▶ _DIRECTION_: Rewrite the lines of the items below as a JSON list of strings, with one string for each line and no blank lines.

>> START

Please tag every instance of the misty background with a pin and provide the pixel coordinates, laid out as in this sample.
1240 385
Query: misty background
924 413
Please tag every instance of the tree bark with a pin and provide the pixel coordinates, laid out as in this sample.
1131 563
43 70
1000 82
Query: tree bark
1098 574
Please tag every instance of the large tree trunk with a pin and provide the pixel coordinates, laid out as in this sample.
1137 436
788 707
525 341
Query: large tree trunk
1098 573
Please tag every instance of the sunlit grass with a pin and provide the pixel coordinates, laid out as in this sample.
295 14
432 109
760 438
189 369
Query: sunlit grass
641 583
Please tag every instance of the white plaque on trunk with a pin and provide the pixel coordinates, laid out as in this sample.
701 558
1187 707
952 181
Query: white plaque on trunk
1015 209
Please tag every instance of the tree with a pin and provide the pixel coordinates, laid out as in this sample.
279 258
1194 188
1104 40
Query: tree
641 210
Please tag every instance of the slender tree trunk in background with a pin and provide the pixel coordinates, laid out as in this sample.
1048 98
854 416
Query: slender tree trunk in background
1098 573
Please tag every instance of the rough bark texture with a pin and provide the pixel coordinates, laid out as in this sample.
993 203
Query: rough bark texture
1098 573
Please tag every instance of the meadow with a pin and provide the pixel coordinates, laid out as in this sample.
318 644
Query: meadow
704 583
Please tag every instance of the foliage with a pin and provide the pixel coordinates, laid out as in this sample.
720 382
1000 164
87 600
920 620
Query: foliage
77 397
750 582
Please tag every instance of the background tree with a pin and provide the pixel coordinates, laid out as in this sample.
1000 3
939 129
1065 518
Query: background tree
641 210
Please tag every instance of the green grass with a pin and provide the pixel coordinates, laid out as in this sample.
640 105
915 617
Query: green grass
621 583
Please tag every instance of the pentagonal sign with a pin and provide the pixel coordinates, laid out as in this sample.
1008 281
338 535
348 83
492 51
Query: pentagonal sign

>> END

▶ _WORKED ANSWER_:
[
  "Please tag every instance of the misty background with a pin and provide the pixel coordinates, laid out as in this sample.",
  "1240 385",
  "Query: misty background",
  "924 413",
  "Please tag every instance of the tree bark with a pin and provide the pixel coordinates, laid out as in this sample.",
  "1131 563",
  "43 70",
  "1000 82",
  "Query: tree bark",
  "1098 574",
  "Please tag every instance of the large tree trunk with a pin and provide the pixel coordinates, laid out as in this sample.",
  "1137 436",
  "788 707",
  "525 341",
  "Query: large tree trunk",
  "1098 573",
  "Please tag every instance of the sunlit grass with a pin and provide the pixel coordinates, laid out as in this sample.",
  "295 14",
  "432 109",
  "760 438",
  "189 369",
  "Query: sunlit grass",
  "641 583",
  "Please tag every instance of the white plaque on trunk with a pin and provide the pixel coordinates, laid out as in this sample.",
  "701 558",
  "1187 707",
  "952 181",
  "Query: white plaque on trunk",
  "1015 209",
  "Please tag every instance of the tree with a pin and provide the pixel coordinates, laid out as in this sample.",
  "279 258",
  "1194 188",
  "1104 40",
  "Query: tree",
  "641 210",
  "Please tag every instance of the slender tree trunk in background with a pin and provide the pixel coordinates, laid out as in this sample.",
  "1048 98",
  "854 416",
  "Query: slender tree trunk in background",
  "1098 573",
  "Please tag every instance of the rough bark texture with a pin and provide the pixel coordinates, laid out as in this sample.",
  "993 203",
  "Query: rough bark texture",
  "1098 573",
  "Please tag every instance of the meadow with a pin and provide the pixel coordinates, laid out as in this sample.",
  "318 644",
  "Query: meadow",
  "704 583",
  "Please tag every instance of the foliage with a pin and provide the pixel coordinates, laid out as in this sample.",
  "720 382",
  "1000 164",
  "87 600",
  "920 620",
  "Query: foliage",
  "77 397",
  "750 582",
  "Please tag every instance of the background tree with a pin and provide the pixel coordinates, laid out as in this sample.",
  "1000 3",
  "939 129",
  "1065 518",
  "Query: background tree",
  "641 210",
  "Please tag every instance of the green grass with a pin and provide the pixel coordinates, laid out as in this sample.",
  "640 105",
  "915 617",
  "Query: green grass",
  "621 583",
  "Please tag every instance of the pentagonal sign with a pin and provide the pixel coordinates, laid out as in this sample.",
  "1008 281",
  "338 535",
  "348 83",
  "492 51",
  "Query: pentagonal sign"
]